#### [Document passage]
-- -- --
ReasonBERT: Pre-trained to Reason with Distant Supervision
Xiang Deng | Yu Su | Alyssa Lees | You Wu | Cong Yu | Huan Sun
Proceedings of the 2021 Conference on Empirical Methods in Natural Language Processing

We present ReasonBert, a pre-training method that augments language models with the ability to reason over long-range relations and multiple, possibly hybrid contexts. Unlike existing pre-training methods that only harvest learning signals from local contexts of naturally occurring texts, we propose a generalized notion of distant supervision to automatically connect multiple pieces of text and tables to create pre-training examples that require long-range reasoning. Different types of reasoning are simulated, including intersecting multiple pieces of evidence, bridging from one piece of evidence to another, and detecting unanswerable cases. We conduct a comprehensive evaluation on a variety of extractive question answering datasets ranging from single-hop to multi-hop and from text-only to table-only to hybrid that require various reasoning capabilities and show that ReasonBert achieves remarkable improvement over an array of strong baselines. Few-shot experiments further demonstrate that our pre-training method substantially improves sample efficiency.

Capturing Covertly Toxic Speech via Crowdsourcing
Alyssa Lees | Daniel Borkan | Ian Kivlichan | Jorge Nario | Tesh Goyal
Proceedings of the First Workshop on Bridging Human–Computer Interaction and Natural Language Processing

We study the task of labeling covert or veiled toxicity in online conversations. Prior research has highlighted the difficulty in creating language models that recognize nuanced toxicity such as microaggressions. Our investigations further underscore the difficulty in parsing such labels reliably from raters via crowdsourcing. We introduce an initial dataset, COVERTTOXICITY, which aims to identify and categorize such comments from a refined rater template. Finally, we fine-tune a comment-domain BERT model to classify covertly offensive comments and compare against existing baselines.
-- -- --
#### [Data supplied]
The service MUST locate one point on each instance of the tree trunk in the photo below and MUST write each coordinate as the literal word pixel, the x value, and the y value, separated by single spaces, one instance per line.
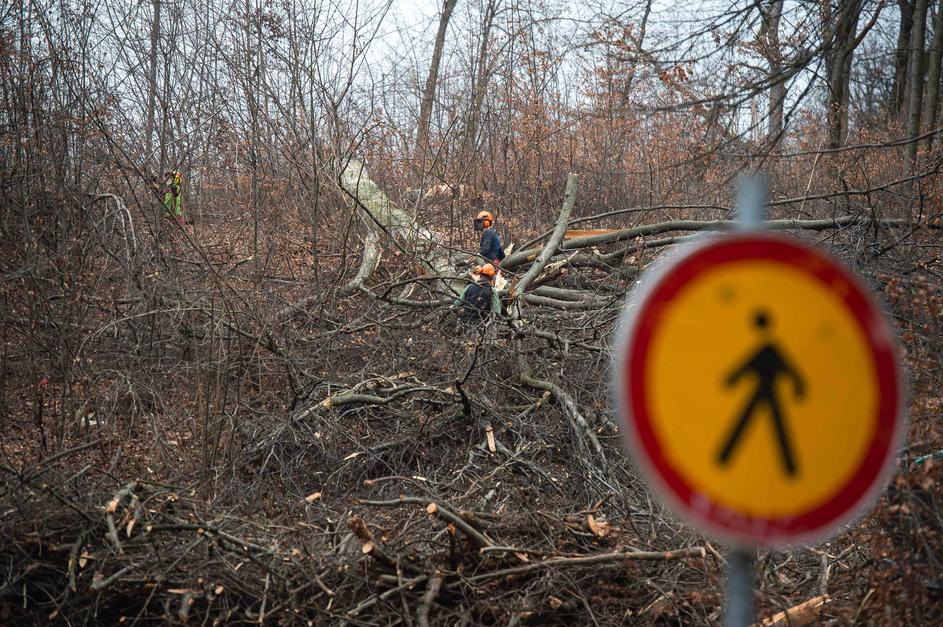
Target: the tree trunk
pixel 933 71
pixel 774 55
pixel 899 88
pixel 915 94
pixel 431 256
pixel 428 92
pixel 480 81
pixel 838 63
pixel 152 85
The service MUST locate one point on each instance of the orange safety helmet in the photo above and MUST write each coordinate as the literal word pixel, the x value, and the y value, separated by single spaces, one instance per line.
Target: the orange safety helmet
pixel 486 218
pixel 486 270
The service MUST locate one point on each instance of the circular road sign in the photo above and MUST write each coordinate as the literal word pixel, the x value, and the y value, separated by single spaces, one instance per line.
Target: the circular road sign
pixel 759 389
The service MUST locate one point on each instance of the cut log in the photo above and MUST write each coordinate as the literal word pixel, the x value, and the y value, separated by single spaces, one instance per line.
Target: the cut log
pixel 426 245
pixel 806 613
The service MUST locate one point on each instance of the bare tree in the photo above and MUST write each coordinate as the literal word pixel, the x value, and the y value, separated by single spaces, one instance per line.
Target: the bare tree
pixel 428 91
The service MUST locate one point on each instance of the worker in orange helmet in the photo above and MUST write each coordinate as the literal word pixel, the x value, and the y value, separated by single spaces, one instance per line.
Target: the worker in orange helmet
pixel 489 246
pixel 479 299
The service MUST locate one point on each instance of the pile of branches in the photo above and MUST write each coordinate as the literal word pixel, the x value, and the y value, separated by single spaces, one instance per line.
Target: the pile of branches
pixel 419 472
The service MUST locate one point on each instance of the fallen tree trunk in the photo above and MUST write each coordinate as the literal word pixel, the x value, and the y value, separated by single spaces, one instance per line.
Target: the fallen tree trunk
pixel 424 244
pixel 526 256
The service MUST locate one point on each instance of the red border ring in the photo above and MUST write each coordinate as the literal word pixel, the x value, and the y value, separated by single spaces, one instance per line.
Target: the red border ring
pixel 662 284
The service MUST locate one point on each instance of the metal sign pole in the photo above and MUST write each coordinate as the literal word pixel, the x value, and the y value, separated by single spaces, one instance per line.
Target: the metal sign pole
pixel 751 198
pixel 739 610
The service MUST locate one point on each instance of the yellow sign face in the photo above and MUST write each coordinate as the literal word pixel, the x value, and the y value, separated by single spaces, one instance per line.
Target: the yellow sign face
pixel 828 426
pixel 761 389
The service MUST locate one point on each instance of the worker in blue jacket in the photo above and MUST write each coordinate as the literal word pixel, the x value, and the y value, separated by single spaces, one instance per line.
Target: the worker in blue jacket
pixel 489 246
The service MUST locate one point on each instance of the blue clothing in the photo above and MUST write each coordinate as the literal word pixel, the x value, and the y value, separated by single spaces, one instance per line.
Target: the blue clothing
pixel 490 245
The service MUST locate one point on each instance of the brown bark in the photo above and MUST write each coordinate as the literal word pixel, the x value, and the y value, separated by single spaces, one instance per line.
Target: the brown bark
pixel 428 92
pixel 933 67
pixel 774 56
pixel 899 88
pixel 838 64
pixel 915 77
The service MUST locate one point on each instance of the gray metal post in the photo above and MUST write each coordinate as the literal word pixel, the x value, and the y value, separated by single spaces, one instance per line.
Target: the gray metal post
pixel 751 201
pixel 739 610
pixel 751 198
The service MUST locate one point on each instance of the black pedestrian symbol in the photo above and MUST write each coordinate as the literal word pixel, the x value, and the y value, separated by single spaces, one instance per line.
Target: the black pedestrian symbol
pixel 767 364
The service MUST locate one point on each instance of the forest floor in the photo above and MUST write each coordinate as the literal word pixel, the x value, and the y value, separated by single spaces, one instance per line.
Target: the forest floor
pixel 334 467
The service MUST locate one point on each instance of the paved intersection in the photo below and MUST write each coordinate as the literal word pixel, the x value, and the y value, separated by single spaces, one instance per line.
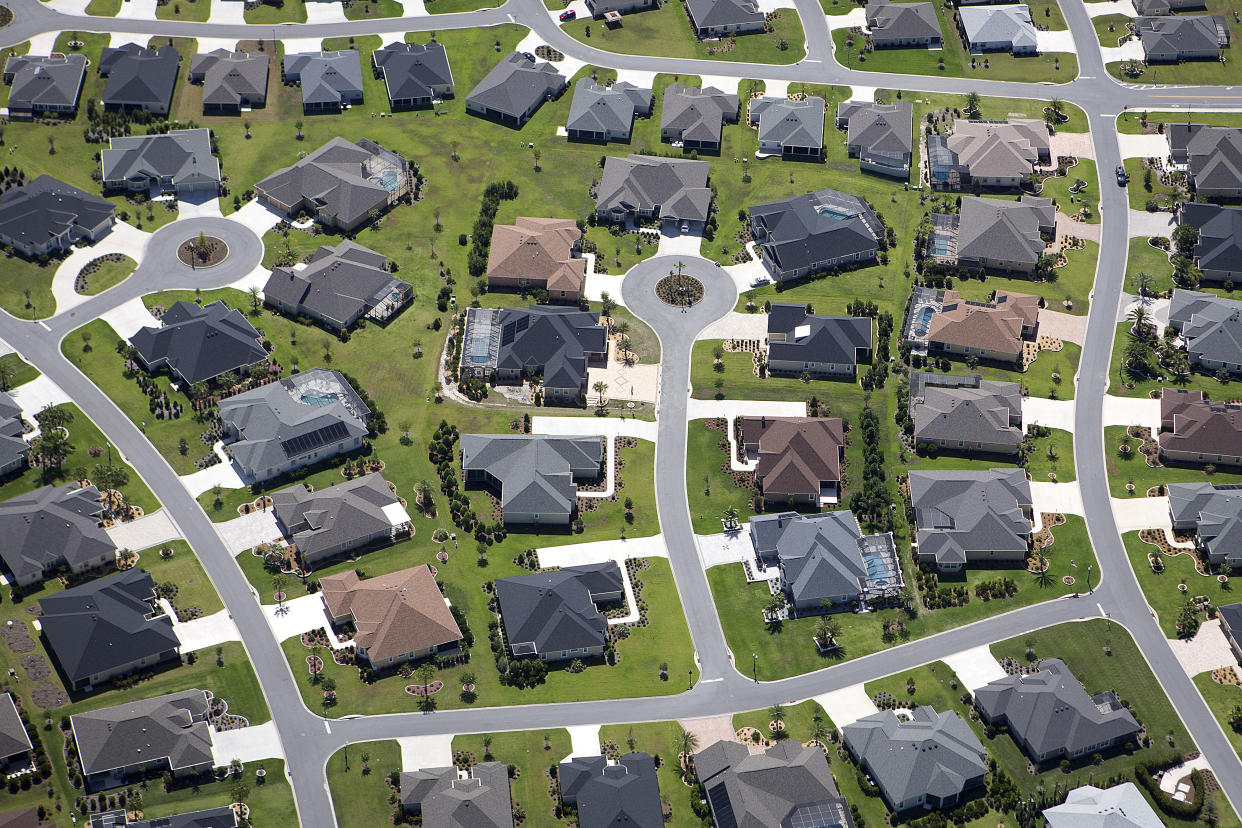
-- -- --
#### [Problems to work on]
[1] In the paper abstracts, copy out the passage starting at "Capturing Covertly Toxic" and ending at "against existing baselines.".
[2] Answer these questions from the paper abstracts:
(a) In which proceedings did the ReasonBERT paper appear?
(b) What is the name of the dataset introduced in the paper on covertly toxic speech?
(c) Which author is listed on both papers?
[3] Write what comes next in the paper abstracts, picking up after their final sentence.

#### [Replies]
[1]
Capturing Covertly Toxic Speech via Crowdsourcing
Alyssa Lees | Daniel Borkan | Ian Kivlichan | Jorge Nario | Tesh Goyal
Proceedings of the First Workshop on Bridging Human–Computer Interaction and Natural Language Processing

We study the task of labeling covert or veiled toxicity in online conversations. Prior research has highlighted the difficulty in creating language models that recognize nuanced toxicity such as microaggressions. Our investigations further underscore the difficulty in parsing such labels reliably from raters via crowdsourcing. We introduce an initial dataset, COVERTTOXICITY, which aims to identify and categorize such comments from a refined rater template. Finally, we fine-tune a comment-domain BERT model to classify covertly offensive comments and compare against existing baselines.

[2]
(a) Proceedings of the 2021 Conference on Empirical Methods in Natural Language Processing
(b) COVERTTOXICITY
(c) Alyssa Lees

[3]
Embedding Semantic Taxonomies
Alyssa Lees | Chris Welty | Shubin Zhao | Jacek Korycki | Sara Mc Carthy
Proceedings of the 28th International Conference on Computational Linguistics

A common step in developing an understanding of a vertical domain, e.g. shopping, dining, movies, medicine, etc., is curating a taxonomy of categories specific to the domain. These human created artifacts have been the subject of research in embeddings that attempt to encode aspects of the partial ordering property of taxonomies. We compare Box Embeddings, a natural containment representation of category taxonomies, to partial-order embeddings and a baseline Bayes Net, in the context of representing the Medical Subject Headings (MeSH) taxonomy given a set of 300K PubMed articles with subject labels from MeSH. We deeply explore the experimental properties of training box embeddings, including preparation of the training data, sampling ratios and class balance, initialization strategies, and propose a fix to the original box objective. We then present first results in using these techniques for representing a bipartite learning problem (i.e. collaborative filtering) in the presence of taxonomic relations within each partition, inferring disease (anatomical) locations from their use as subject labels in journal articles. Our box model substantially outperforms all baselines for taxonomic reconstruction and bipartite relationship experiments. This performance improvement is observed both in overall accuracy and the weighted spread by true taxonomic depth.